WORKING DATA
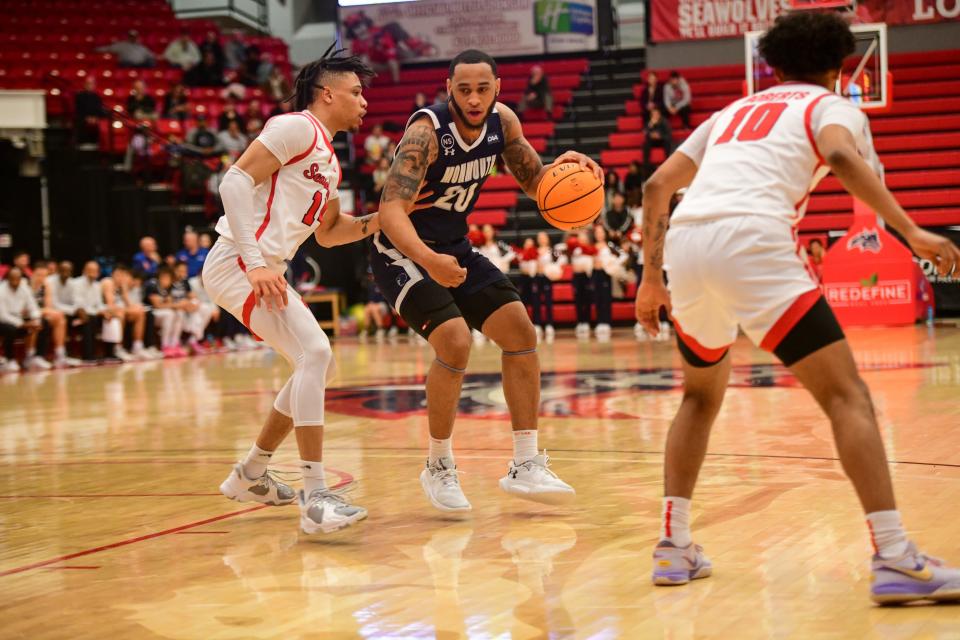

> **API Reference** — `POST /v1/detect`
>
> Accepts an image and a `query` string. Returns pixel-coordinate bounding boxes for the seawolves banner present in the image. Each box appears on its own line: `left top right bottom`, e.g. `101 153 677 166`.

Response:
651 0 960 42
340 0 597 62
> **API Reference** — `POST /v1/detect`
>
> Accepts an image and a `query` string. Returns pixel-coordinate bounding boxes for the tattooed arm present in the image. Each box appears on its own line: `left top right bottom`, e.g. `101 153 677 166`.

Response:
497 103 603 199
636 152 697 336
313 198 380 248
379 117 467 287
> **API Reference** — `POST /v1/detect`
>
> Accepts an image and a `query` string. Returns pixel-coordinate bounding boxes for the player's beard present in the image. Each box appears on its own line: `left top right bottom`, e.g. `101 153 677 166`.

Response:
447 96 497 131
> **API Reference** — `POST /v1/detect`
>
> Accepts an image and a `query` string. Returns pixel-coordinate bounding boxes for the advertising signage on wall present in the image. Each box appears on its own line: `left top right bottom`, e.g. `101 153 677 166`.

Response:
651 0 960 42
340 0 597 62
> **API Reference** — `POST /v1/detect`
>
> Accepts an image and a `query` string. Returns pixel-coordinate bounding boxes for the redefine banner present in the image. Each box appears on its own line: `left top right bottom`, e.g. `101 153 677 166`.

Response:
340 0 597 62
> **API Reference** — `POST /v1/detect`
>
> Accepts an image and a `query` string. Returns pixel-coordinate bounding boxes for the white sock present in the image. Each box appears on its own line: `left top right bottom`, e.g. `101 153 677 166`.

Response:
240 444 273 480
867 510 909 558
660 496 692 547
513 429 539 464
427 436 453 464
300 460 327 496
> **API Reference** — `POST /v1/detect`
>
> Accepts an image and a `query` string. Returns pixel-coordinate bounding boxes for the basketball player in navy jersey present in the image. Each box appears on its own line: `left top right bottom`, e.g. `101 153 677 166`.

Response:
371 50 602 511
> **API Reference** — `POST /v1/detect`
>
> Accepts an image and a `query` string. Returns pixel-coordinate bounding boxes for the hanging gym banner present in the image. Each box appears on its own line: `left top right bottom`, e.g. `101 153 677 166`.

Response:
340 0 597 63
650 0 960 42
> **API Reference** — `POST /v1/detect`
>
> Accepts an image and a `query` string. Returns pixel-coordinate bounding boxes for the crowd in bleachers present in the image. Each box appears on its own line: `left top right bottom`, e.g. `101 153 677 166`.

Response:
0 229 259 373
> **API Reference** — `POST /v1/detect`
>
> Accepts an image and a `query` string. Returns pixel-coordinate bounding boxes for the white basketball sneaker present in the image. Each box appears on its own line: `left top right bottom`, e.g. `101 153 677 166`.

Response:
500 450 577 505
220 462 297 507
299 489 367 534
420 457 471 511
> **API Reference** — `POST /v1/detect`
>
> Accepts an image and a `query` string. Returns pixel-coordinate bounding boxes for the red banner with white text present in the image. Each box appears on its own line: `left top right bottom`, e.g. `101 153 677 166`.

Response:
650 0 960 42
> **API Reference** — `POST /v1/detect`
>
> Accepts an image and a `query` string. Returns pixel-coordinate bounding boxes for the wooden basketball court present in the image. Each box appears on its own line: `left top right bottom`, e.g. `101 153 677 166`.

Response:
0 327 960 639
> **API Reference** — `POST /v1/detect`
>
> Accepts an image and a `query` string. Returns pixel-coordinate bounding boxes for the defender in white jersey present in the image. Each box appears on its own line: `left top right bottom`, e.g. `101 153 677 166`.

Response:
637 12 960 603
202 52 379 533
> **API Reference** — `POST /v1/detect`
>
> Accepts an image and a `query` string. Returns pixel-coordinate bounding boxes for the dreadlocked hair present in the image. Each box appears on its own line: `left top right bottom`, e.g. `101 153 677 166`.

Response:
284 45 377 111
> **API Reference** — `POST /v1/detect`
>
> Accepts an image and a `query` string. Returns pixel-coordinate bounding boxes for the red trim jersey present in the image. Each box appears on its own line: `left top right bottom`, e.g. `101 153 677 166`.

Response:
216 111 342 266
671 82 880 224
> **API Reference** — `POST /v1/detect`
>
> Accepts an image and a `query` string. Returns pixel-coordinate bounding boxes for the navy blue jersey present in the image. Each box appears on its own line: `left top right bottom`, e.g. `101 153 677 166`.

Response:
407 103 504 244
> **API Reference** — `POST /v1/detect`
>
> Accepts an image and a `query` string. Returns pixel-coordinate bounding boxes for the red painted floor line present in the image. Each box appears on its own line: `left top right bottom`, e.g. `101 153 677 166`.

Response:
0 469 353 578
0 493 220 500
0 504 267 578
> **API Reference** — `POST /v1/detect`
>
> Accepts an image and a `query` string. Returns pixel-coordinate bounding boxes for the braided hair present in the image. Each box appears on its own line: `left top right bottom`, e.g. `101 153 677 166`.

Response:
284 43 377 111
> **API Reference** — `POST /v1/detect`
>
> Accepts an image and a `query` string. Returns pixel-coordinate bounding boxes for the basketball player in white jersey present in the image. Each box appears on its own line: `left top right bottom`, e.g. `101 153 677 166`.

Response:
202 52 378 533
637 12 960 603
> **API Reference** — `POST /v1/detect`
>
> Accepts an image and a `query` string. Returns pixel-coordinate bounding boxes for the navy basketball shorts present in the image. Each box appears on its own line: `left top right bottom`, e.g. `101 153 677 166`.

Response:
370 232 520 338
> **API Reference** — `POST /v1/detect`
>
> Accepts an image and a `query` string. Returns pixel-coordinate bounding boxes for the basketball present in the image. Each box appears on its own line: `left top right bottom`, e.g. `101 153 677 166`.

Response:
537 162 603 231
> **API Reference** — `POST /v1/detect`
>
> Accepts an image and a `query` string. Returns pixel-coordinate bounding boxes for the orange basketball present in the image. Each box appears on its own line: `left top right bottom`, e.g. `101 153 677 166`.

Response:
537 162 604 231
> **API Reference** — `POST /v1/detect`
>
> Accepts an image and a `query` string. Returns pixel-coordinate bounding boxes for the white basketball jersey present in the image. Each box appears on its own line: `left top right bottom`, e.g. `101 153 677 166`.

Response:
216 111 342 266
670 82 880 224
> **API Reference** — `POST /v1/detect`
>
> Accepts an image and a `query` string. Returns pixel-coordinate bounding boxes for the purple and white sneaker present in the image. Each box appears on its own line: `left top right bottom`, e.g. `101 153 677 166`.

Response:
870 542 960 604
653 540 713 586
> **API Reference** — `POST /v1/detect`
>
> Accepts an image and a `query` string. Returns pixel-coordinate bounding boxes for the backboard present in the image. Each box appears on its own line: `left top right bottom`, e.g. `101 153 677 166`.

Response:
744 21 893 110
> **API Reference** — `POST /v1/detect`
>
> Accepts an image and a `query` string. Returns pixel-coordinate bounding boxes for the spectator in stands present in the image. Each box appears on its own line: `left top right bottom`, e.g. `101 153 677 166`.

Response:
663 71 693 129
516 238 541 336
807 238 826 282
163 82 190 122
245 100 264 140
217 99 246 131
133 236 160 276
217 119 250 158
172 262 212 355
533 231 567 342
603 171 623 209
363 123 390 165
359 265 390 342
262 67 291 102
183 51 224 87
70 260 117 362
13 250 33 278
97 29 157 67
0 267 44 373
643 107 673 175
30 262 82 368
186 113 222 157
163 31 200 71
73 75 106 144
223 29 247 71
623 160 643 209
124 124 153 185
176 227 209 278
200 30 225 76
601 191 633 243
101 264 150 362
640 71 664 123
144 266 187 358
517 64 553 119
44 260 78 324
237 45 273 87
567 229 597 338
410 91 430 113
467 224 486 247
127 80 157 120
590 224 620 340
370 158 390 205
479 224 517 273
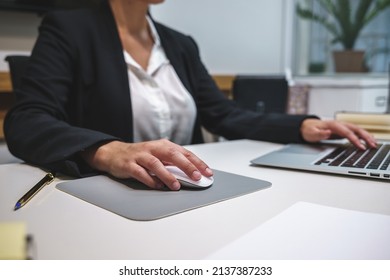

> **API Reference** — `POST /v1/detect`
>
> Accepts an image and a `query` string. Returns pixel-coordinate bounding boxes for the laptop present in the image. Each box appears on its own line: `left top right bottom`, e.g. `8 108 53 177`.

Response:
251 142 390 182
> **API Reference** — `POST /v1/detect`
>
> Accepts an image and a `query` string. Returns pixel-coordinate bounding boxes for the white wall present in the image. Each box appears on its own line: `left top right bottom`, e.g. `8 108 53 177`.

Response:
0 0 292 74
152 0 291 74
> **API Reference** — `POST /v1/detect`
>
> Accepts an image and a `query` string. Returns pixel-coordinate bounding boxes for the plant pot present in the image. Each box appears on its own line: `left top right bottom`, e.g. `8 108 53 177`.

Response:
333 50 366 73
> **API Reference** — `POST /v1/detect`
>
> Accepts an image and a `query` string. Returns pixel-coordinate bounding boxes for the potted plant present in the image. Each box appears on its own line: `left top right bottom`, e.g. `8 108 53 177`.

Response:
296 0 390 72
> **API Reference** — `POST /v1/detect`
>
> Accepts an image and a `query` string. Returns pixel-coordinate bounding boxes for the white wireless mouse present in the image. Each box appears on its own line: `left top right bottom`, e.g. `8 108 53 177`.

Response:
165 165 214 189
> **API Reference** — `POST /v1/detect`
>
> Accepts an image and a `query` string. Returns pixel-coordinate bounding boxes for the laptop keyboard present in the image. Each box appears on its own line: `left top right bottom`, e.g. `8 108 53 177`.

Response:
315 144 390 170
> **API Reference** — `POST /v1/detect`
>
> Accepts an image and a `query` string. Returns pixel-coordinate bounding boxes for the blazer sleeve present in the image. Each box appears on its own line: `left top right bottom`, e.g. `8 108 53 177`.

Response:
177 37 317 143
4 14 117 176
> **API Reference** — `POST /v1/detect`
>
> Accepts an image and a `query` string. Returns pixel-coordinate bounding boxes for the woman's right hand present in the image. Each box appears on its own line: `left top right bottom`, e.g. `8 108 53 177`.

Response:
82 139 213 190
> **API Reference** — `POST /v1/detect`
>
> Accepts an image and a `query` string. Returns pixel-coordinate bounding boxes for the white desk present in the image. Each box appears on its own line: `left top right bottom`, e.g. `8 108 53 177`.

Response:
0 140 390 259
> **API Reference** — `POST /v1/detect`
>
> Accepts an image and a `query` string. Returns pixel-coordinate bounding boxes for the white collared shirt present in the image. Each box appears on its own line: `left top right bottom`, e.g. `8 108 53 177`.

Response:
124 18 196 145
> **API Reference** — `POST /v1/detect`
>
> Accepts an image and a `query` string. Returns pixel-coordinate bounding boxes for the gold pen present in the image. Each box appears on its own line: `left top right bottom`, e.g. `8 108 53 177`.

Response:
14 173 54 211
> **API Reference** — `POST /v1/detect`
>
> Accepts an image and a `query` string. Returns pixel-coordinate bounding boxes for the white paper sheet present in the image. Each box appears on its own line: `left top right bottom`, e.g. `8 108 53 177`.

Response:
207 202 390 260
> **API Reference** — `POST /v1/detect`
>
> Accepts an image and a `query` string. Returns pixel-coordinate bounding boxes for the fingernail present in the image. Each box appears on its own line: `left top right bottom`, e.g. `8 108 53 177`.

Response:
192 170 202 180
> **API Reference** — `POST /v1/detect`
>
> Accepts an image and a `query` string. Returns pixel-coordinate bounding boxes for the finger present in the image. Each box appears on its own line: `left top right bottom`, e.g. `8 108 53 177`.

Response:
347 124 378 148
154 142 213 180
331 123 366 150
127 164 164 189
137 154 180 190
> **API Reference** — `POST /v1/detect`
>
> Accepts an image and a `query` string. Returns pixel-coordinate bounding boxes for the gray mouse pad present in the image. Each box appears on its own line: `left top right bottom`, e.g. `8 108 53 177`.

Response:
56 170 271 221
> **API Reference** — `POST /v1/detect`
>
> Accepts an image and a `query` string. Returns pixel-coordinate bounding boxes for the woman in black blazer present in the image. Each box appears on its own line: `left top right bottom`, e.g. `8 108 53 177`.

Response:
4 0 375 190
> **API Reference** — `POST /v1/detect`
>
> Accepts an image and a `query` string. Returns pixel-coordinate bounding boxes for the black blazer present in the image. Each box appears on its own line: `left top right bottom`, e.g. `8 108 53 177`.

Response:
4 1 306 176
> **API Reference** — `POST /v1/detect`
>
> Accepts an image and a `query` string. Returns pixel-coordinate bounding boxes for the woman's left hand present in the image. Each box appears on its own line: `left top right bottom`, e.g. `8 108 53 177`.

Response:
301 119 377 150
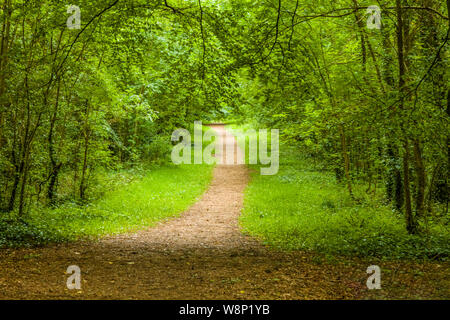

YOUR TASK
Extract every line of the items above that contains the string "hand", treating uppercase and lowercase letters as different.

FINISHED EXERCISE
> Accepts an image and a `query` string. Returns pixel-coordinate bounding boxes for the woman's right hand present in the image. Each box appears on its own line: `left top right bottom`, e.g. `8 108 53 177`.
> Accepts an image and a `query` string. Returns pixel-coordinate bounding boxes for the woman's left hand present in the image. Each box appears on its own line: `left top right bottom`, e.g. `8 108 53 177`.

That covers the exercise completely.